══ Working data

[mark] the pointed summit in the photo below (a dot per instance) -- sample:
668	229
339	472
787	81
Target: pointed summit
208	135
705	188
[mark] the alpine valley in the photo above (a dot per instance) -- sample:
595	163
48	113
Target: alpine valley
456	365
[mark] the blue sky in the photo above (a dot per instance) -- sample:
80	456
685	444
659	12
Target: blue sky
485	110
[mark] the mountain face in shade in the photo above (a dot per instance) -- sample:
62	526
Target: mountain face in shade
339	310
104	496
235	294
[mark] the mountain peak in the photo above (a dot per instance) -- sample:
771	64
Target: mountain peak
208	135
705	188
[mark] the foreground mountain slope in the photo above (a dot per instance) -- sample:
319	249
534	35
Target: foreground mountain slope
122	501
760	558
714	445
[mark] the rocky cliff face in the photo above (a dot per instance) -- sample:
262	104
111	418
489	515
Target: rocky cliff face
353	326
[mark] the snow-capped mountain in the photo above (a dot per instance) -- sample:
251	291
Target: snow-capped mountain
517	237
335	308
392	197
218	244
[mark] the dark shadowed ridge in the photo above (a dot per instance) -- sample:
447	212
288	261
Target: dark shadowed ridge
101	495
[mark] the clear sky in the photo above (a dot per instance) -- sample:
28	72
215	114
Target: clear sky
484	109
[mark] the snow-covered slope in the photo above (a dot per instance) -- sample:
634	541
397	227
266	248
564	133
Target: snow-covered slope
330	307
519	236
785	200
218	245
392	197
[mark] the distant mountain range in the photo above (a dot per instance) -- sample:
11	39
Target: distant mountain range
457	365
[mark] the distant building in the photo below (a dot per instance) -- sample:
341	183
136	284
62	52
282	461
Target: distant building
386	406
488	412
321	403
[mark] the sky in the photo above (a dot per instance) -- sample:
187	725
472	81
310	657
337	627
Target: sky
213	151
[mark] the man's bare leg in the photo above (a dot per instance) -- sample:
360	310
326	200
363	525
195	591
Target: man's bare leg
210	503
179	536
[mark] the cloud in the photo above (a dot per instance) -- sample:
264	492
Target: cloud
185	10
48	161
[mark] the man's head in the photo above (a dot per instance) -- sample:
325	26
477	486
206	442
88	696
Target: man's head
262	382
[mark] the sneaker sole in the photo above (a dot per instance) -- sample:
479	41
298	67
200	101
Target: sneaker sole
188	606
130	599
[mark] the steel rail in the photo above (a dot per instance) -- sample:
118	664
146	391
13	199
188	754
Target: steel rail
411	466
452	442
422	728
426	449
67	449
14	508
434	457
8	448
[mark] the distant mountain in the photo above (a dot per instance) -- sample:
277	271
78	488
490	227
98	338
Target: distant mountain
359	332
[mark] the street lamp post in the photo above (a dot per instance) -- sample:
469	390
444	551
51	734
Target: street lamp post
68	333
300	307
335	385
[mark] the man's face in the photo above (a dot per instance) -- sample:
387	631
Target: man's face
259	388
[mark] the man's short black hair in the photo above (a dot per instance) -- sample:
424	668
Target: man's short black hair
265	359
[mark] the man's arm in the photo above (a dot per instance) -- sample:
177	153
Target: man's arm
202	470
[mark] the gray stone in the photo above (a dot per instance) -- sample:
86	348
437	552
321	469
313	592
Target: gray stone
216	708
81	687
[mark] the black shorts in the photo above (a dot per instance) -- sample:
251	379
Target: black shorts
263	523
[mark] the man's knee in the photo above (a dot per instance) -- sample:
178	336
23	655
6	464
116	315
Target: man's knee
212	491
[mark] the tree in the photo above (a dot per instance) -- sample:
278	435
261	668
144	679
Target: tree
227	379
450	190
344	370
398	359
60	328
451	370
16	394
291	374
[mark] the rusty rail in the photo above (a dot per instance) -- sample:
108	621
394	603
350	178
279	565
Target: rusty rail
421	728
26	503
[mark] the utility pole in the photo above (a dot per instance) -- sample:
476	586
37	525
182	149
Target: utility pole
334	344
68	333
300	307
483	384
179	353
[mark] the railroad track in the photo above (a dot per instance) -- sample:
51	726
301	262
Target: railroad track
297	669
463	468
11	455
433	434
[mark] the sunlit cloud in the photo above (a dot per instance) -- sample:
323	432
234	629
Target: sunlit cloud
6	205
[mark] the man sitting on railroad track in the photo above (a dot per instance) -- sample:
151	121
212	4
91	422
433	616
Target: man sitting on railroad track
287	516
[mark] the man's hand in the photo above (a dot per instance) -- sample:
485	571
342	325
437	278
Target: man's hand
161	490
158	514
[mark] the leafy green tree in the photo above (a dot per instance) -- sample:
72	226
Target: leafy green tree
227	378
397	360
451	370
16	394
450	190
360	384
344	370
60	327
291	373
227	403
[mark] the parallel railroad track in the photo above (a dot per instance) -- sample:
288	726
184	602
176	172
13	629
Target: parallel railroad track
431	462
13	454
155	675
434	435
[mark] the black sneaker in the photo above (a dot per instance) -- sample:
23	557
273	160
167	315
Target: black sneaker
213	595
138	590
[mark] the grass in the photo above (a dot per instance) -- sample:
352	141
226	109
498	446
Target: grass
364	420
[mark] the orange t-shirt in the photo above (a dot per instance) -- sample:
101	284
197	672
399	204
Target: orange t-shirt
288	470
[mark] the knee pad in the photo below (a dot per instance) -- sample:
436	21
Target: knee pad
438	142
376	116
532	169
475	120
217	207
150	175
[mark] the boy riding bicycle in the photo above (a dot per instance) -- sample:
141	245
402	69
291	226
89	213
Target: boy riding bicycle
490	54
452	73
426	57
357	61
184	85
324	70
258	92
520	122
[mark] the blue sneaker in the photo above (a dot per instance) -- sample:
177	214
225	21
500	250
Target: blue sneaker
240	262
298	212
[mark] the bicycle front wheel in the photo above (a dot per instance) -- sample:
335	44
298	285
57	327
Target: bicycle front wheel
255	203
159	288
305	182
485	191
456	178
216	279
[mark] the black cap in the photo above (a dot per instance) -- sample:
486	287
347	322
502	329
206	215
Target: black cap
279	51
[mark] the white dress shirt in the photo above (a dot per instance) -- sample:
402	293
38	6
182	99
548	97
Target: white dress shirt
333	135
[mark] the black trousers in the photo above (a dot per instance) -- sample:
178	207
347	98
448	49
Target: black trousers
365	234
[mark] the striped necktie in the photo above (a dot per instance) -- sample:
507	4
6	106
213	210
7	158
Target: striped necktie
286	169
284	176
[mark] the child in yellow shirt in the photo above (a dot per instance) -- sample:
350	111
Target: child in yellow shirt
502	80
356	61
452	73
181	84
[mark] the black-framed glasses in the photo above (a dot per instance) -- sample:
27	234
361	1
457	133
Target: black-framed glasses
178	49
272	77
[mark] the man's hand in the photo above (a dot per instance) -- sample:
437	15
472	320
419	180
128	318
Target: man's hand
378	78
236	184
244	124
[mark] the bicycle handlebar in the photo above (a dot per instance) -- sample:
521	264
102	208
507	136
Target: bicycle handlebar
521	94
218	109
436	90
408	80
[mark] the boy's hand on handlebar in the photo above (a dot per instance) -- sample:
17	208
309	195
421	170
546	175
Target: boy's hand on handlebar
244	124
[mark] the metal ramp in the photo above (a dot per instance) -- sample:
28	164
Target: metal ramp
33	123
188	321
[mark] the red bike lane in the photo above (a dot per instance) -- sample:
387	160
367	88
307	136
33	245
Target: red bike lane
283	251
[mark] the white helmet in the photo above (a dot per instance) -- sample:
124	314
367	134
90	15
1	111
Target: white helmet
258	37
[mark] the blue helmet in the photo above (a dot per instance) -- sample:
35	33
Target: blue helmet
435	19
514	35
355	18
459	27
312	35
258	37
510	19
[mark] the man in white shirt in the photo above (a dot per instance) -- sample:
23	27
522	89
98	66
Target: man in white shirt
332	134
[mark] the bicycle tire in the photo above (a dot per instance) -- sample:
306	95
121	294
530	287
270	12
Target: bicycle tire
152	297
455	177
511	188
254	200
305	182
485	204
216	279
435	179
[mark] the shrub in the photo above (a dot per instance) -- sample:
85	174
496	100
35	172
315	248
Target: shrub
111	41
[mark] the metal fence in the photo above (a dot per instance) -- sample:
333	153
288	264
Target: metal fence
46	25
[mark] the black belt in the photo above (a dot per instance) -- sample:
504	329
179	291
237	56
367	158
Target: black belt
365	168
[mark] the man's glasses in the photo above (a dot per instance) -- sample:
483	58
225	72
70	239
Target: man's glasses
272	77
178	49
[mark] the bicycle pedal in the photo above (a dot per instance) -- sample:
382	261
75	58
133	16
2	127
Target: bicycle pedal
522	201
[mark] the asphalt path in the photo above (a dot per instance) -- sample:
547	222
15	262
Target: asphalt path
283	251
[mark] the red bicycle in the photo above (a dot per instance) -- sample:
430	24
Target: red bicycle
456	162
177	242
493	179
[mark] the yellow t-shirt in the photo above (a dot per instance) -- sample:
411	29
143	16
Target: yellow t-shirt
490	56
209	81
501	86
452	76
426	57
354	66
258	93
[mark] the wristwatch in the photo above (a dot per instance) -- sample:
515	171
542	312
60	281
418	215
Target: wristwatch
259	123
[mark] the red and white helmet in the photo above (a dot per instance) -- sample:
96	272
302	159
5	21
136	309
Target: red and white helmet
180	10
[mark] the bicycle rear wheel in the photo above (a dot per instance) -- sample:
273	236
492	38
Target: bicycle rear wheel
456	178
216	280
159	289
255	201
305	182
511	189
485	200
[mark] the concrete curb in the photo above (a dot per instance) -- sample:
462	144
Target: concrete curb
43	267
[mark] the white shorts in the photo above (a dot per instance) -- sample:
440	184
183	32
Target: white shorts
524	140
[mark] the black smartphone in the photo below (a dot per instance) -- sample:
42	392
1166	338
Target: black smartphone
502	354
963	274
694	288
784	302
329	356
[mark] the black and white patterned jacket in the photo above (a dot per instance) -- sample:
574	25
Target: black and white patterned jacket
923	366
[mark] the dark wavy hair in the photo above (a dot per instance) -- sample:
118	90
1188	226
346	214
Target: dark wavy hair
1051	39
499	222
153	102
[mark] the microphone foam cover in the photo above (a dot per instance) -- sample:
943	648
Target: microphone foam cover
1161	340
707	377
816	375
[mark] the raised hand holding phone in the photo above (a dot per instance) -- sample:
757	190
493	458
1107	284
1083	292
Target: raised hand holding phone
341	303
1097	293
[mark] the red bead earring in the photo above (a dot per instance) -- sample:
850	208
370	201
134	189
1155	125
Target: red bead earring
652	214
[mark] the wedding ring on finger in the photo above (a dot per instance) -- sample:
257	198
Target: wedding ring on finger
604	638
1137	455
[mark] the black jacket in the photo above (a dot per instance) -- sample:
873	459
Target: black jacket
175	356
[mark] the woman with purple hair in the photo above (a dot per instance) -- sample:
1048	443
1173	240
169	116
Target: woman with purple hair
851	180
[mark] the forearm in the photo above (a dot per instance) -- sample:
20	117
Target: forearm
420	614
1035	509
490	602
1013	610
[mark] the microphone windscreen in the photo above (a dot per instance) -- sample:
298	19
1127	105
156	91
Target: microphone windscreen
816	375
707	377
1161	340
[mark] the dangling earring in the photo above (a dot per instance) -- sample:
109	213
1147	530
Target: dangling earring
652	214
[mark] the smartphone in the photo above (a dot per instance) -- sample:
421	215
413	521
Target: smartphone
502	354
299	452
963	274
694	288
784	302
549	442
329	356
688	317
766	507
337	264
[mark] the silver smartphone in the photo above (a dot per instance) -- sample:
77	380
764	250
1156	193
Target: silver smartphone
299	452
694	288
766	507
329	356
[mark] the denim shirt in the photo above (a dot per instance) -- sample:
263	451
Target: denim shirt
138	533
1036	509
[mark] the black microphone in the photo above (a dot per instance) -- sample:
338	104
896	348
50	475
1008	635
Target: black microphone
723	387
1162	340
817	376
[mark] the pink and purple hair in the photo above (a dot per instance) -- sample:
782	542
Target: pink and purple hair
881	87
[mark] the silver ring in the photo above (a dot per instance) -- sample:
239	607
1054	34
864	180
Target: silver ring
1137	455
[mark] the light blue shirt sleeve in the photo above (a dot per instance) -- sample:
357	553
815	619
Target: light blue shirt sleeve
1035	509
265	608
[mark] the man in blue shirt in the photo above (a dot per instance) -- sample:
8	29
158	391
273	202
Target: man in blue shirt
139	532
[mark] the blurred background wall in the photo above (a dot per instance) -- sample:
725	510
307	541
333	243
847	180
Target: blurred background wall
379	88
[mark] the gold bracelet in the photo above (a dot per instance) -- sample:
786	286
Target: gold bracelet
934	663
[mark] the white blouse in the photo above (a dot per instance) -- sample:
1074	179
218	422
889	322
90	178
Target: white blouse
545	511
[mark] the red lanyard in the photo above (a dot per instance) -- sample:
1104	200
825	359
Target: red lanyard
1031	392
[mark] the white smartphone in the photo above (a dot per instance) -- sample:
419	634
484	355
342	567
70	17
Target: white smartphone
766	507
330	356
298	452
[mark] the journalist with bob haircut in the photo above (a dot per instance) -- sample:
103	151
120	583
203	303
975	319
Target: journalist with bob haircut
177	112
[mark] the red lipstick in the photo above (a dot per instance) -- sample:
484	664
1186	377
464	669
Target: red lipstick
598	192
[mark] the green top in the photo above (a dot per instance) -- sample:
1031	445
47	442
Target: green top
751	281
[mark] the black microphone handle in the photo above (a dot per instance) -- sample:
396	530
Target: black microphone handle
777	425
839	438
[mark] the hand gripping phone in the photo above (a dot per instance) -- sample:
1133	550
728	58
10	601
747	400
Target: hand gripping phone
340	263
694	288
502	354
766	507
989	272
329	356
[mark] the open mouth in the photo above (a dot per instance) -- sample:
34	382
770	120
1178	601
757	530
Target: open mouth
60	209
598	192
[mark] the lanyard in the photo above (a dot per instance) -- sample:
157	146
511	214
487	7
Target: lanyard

════

§ **Given problem**: In the listing above, find the line containing "[mark] the man in blue" and please quote exactly that line through the last one, and no other lines.

§ **Written response**:
[mark] the man in blue shirt in the photo above (a dot per instance) -- sample:
8	29
158	391
273	202
Target: man in blue shirt
139	532
[mark] the blurred background wall in the photo above (a dot per instance) -- sample:
725	510
307	541
333	243
847	180
Target: blurred background wall
379	88
[mark] the gold bracelet in the photo above (a dot per instance) -- sample:
786	286
Target: gold bracelet
934	663
[mark] the white blouse in the photo above (a dot per instance) -- sample:
1074	179
218	422
889	322
90	178
Target: white blouse
545	511
[mark] the red lanyard in the photo above (a dot per instance) -- sample:
1104	200
825	359
Target: red lanyard
1031	392
[mark] the white smartphone in the photo above (a dot per instance) -- sample:
419	634
484	355
342	567
70	17
Target: white smartphone
766	507
330	356
298	452
[mark] the journalist with bob haircut in the photo above (a dot per instance) -- sample:
103	151
120	583
203	303
975	319
Target: journalist with bob haircut
177	112
[mark] the red lipstick in the photo above (a dot per instance) -- sample:
484	664
1186	377
464	669
Target: red lipstick
598	192
[mark] the green top in the photo above (a dot per instance) -- sample:
1031	445
47	442
Target: green top
751	281
[mark] the black microphone handle in the photo above (a dot per instance) -- sample:
396	530
Target: black microphone handle
777	425
839	438
[mark] the hand gripping phone in the photo above (a dot per instance) -- sample:
1133	550
728	58
10	601
747	400
Target: hand gripping phone
340	263
694	288
502	354
766	507
989	272
329	356
[mark] the open mouth in the photo above (a dot per instance) -- sample:
34	382
770	120
1178	601
757	530
Target: open mouth
60	209
598	192
[mark] the lanyard in the photo above (a dot per instance) -- sample:
157	146
511	214
487	7
Target: lanyard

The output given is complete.